● **What the task requires**:
Copy the entries below, replacing each "Style guide" with "Annotation rules" and leaving everything else unchanged.

● **Records for this task**:
::::
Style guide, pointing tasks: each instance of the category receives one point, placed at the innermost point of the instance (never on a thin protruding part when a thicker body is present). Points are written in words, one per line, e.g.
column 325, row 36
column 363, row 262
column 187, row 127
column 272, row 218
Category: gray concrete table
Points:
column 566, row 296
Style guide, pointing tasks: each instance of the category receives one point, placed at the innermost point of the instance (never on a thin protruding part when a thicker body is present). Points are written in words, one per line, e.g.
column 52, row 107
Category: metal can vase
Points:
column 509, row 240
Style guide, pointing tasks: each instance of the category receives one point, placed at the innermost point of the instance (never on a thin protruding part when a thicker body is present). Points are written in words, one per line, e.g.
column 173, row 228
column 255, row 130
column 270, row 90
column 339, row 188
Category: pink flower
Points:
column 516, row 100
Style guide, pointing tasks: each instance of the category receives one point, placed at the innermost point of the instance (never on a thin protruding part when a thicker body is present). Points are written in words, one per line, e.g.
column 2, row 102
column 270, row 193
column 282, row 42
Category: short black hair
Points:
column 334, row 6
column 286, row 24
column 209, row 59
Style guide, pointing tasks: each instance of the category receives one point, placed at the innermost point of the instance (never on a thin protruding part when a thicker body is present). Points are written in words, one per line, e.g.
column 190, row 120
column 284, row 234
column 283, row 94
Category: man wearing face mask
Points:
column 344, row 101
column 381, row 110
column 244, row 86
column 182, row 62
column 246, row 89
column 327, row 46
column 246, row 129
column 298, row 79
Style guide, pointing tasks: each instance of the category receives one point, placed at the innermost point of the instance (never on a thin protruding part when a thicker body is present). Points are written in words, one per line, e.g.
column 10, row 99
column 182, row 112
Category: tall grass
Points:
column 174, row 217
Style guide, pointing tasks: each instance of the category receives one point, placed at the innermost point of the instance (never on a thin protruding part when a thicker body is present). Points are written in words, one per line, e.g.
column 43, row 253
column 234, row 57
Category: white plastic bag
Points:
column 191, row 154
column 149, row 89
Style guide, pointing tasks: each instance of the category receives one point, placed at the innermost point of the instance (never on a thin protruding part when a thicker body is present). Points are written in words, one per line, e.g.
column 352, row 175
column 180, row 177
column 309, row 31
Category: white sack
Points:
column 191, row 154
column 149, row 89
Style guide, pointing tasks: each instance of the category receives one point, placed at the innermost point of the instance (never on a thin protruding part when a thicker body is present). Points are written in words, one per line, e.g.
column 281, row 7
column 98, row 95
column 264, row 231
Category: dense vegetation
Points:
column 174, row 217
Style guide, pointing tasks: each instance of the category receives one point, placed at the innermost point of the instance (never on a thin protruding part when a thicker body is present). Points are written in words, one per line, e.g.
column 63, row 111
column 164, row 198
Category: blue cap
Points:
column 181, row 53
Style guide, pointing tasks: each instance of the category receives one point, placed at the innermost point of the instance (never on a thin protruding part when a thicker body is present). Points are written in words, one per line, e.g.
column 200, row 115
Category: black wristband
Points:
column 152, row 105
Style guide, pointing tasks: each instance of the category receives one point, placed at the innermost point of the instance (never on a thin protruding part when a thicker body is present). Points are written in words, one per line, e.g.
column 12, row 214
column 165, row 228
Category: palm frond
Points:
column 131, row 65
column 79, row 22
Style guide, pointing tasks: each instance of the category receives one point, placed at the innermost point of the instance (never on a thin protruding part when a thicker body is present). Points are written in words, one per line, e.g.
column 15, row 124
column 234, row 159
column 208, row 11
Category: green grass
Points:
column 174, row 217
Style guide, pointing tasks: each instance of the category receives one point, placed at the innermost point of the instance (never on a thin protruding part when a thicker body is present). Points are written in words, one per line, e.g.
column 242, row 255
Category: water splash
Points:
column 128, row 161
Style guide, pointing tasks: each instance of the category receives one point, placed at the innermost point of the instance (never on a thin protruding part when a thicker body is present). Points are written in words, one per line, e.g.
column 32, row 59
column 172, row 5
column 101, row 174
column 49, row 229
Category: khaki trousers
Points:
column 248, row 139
::::
● **In response**:
Annotation rules, pointing tasks: each instance of the category receives one point, placed at the innermost point of the instance (never on a thin protruding part when a thicker body is present). Points are written in words, one per line, e.g.
column 325, row 36
column 363, row 262
column 187, row 127
column 272, row 218
Category: gray concrete table
Points:
column 566, row 296
Annotation rules, pointing tasks: each instance of the category receives one point, placed at the innermost point of the instance (never on a thin protruding part when a thicker body is present). Points are written in words, one per line, e.g.
column 52, row 107
Category: metal can vase
Points:
column 509, row 240
Annotation rules, pointing tasks: each instance of the category receives one point, placed at the innermost point of the instance (never on a thin protruding part when a thicker body is present). Points are written in words, one per line, e.g.
column 173, row 228
column 255, row 130
column 270, row 90
column 339, row 188
Category: pink flower
Points:
column 516, row 100
Annotation rules, pointing tasks: each instance of the category receives one point, placed at the innermost point of the instance (never on a thin protruding part when a thicker body is present). Points are written in words, one per line, e.g.
column 2, row 102
column 270, row 193
column 282, row 42
Category: short black hair
Points:
column 334, row 6
column 286, row 24
column 209, row 59
Annotation rules, pointing tasks: each instance of the category receives one point, placed at the innermost point of the instance (never on a thin protruding part when a thicker body is present). Points are written in words, one per line, e.g.
column 190, row 120
column 284, row 234
column 283, row 94
Category: man wearing face mask
Points:
column 344, row 101
column 381, row 110
column 244, row 86
column 182, row 62
column 246, row 89
column 327, row 46
column 246, row 129
column 298, row 79
Annotation rules, pointing tasks: each instance of the category receives one point, placed at the innermost point of the instance (never on a thin protruding part when a thicker body is present). Points are written in words, one per line, e.g.
column 10, row 99
column 182, row 112
Category: tall grass
Points:
column 174, row 217
Annotation rules, pointing tasks: each instance of the category receives one point, placed at the innermost point of the instance (never on a thin protruding part when a thicker body is present). Points are written in words, one per line, e.g.
column 43, row 253
column 234, row 57
Category: white plastic bag
Points:
column 191, row 154
column 149, row 89
Annotation rules, pointing tasks: each instance of the category receives one point, placed at the innermost point of the instance (never on a thin protruding part when a thicker body is present). Points are written in words, one per line, e.g.
column 352, row 175
column 180, row 177
column 309, row 31
Category: white sack
Points:
column 191, row 154
column 149, row 89
Annotation rules, pointing tasks: each instance of the category receives one point, placed at the innermost point of the instance (never on a thin protruding part when a thicker body is present). Points are written in words, one per line, e.g.
column 281, row 7
column 98, row 95
column 264, row 231
Category: dense vegetation
Points:
column 174, row 217
Annotation rules, pointing tasks: each instance of the category receives one point, placed at the innermost point of the instance (never on a thin protruding part when a thicker body is present). Points are written in words, one per line, e.g.
column 63, row 111
column 164, row 198
Category: blue cap
Points:
column 181, row 53
Annotation rules, pointing tasks: each instance of the category receives one point, placed at the innermost point of the instance (never on a thin protruding part when a thicker body is present). Points are written in words, one per line, e.g.
column 200, row 115
Category: black wristband
Points:
column 152, row 105
Annotation rules, pointing tasks: each instance of the category receives one point, placed at the innermost point of the instance (never on a thin protruding part when a thicker body is present). Points are written in words, one per line, e.g.
column 12, row 214
column 165, row 228
Category: palm frond
Points:
column 131, row 65
column 79, row 22
Annotation rules, pointing tasks: each instance of the category receives one point, placed at the innermost point of the instance (never on a thin protruding part when a thicker body is present). Points are written in words, one per line, e.g.
column 15, row 124
column 234, row 159
column 208, row 11
Category: green grass
Points:
column 174, row 217
Annotation rules, pointing tasks: each instance of the category receives one point, placed at the innermost point of the instance (never on a thin protruding part when a thicker body is present). Points are written in words, one per line, e.g.
column 242, row 255
Category: water splash
Points:
column 128, row 161
Annotation rules, pointing tasks: each instance of the category receives one point, placed at the innermost point of the instance (never on a thin protruding part when a thicker body is present). Points are written in words, one per line, e.g.
column 32, row 59
column 172, row 5
column 101, row 174
column 49, row 229
Category: khaki trousers
Points:
column 248, row 139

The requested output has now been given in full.